[Yazılı Problem 1]: Aşağıdaki makalede açıklanması suç sayılan bilgi ve belgelerin nitelendiği sır türlerinin hepsini sıralayın.

[Makale]:

HUKUK & DANIŞMANLIK
Ticari Sır, Bankacılık Sırrı veya Müşteri Sırrı Niteliğindeki Bilgi veya Belgelerin Açıklanması Suçu
Ticari işletmeler, işletme değerlerinin belirlenmesinde ve ekonomik hayatta rekabet gücünün artmasında önem arz eden bilgilerin rakiplerinin eline geçmesini önlemek amacıyla koruma tedbirleri almaktadır. Ancak, alınan koruma tedbirlerinin çoğu zaman yeterli olmaması bu sırların hukuk düzeni tarafından korunmasına sebebiyet vermiştir.[1]
Ticari sır, bankacılık sırrı veya müşteri sırrı niteliğindeki belge ve bilgilerin açıklanması suçu, Türk Ceza Kanunu’nun (TCK) ikinci kitabının üçüncü bölümde yer alan topluma karşı suçlar arasında yer alan “Ekonomi, Sanayi ve Ticarete İlişkin Suçlar” başlığı altında 239. madde de düzenlenmiştir.

[Alıştırma Malzemeleri]:

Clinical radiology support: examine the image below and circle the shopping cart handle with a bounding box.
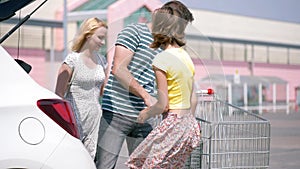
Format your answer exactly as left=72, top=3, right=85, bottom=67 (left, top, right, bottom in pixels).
left=197, top=89, right=215, bottom=95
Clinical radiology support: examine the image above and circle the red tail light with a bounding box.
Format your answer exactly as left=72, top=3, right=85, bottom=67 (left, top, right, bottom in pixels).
left=37, top=99, right=80, bottom=138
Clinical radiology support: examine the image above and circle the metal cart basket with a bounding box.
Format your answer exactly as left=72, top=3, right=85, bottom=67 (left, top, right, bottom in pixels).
left=186, top=90, right=270, bottom=169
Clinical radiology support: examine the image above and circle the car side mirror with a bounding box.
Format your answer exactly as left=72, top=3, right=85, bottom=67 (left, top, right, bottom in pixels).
left=15, top=59, right=32, bottom=73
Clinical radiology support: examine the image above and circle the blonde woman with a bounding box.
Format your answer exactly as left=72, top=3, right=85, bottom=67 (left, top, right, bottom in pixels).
left=55, top=18, right=107, bottom=158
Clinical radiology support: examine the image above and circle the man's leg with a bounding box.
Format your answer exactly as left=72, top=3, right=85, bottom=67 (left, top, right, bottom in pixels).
left=95, top=110, right=125, bottom=169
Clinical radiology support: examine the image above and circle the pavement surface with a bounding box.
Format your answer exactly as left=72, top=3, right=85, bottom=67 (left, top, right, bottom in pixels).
left=116, top=112, right=300, bottom=169
left=262, top=112, right=300, bottom=169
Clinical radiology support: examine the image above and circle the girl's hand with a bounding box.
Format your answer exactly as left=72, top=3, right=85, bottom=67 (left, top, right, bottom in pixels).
left=137, top=107, right=150, bottom=123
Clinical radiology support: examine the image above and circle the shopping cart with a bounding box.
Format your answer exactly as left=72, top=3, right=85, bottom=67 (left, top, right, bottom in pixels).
left=186, top=89, right=270, bottom=169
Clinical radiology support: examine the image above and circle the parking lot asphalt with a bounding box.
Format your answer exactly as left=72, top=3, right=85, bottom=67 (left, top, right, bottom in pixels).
left=262, top=112, right=300, bottom=169
left=116, top=112, right=300, bottom=169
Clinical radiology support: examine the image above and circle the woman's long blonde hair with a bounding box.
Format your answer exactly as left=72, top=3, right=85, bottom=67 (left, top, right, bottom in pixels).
left=72, top=17, right=107, bottom=52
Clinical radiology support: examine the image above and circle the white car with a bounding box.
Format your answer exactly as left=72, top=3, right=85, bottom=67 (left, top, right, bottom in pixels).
left=0, top=45, right=96, bottom=169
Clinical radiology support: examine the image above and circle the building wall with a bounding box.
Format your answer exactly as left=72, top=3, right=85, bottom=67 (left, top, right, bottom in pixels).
left=0, top=0, right=300, bottom=100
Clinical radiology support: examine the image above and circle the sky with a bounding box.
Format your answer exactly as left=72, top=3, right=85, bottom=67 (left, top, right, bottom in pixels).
left=162, top=0, right=300, bottom=24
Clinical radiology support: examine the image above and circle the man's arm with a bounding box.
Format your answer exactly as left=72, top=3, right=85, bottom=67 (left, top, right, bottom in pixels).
left=112, top=45, right=156, bottom=106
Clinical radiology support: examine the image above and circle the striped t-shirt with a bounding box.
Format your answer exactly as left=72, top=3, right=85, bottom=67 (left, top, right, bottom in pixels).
left=102, top=23, right=161, bottom=117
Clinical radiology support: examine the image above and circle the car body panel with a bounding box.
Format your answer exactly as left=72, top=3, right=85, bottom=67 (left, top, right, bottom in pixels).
left=0, top=45, right=95, bottom=169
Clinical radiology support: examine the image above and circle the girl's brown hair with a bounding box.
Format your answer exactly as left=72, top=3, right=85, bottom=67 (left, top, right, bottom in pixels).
left=150, top=6, right=188, bottom=49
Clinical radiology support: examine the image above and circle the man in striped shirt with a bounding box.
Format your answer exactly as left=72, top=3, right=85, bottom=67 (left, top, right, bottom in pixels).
left=95, top=1, right=195, bottom=169
left=96, top=18, right=160, bottom=169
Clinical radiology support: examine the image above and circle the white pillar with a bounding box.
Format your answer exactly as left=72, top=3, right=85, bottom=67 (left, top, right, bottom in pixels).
left=286, top=83, right=290, bottom=114
left=228, top=83, right=232, bottom=116
left=244, top=83, right=248, bottom=110
left=273, top=83, right=276, bottom=112
left=258, top=83, right=262, bottom=114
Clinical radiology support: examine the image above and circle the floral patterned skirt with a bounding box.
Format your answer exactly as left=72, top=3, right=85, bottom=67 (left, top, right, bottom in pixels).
left=126, top=113, right=200, bottom=169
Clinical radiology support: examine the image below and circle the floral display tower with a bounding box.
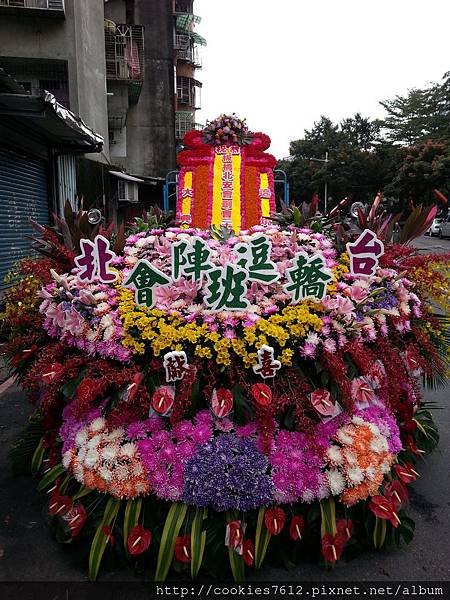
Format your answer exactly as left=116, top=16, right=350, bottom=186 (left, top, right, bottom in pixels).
left=177, top=115, right=276, bottom=231
left=4, top=115, right=449, bottom=581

[Yazılı Problem 2]: Yukarıdaki satırlarda "mirror with a bounding box." geçen satır ile "left=15, top=59, right=32, bottom=73" geçen satır arasını, iki uç da dahil olmak üzere, "side mirror" yerine "wing mirror" yazarak güncelleyin. Başka hiçbir şey değişmesin.

[Görev Yanıtı 1]: Ticari sır, bankacılık sırrı, müşteri sırrı

[Görev Yanıtı 2]:
Clinical radiology support: examine the image above and circle the car wing mirror with a bounding box.
Format your answer exactly as left=72, top=3, right=85, bottom=67 (left, top, right, bottom in pixels).
left=15, top=59, right=32, bottom=73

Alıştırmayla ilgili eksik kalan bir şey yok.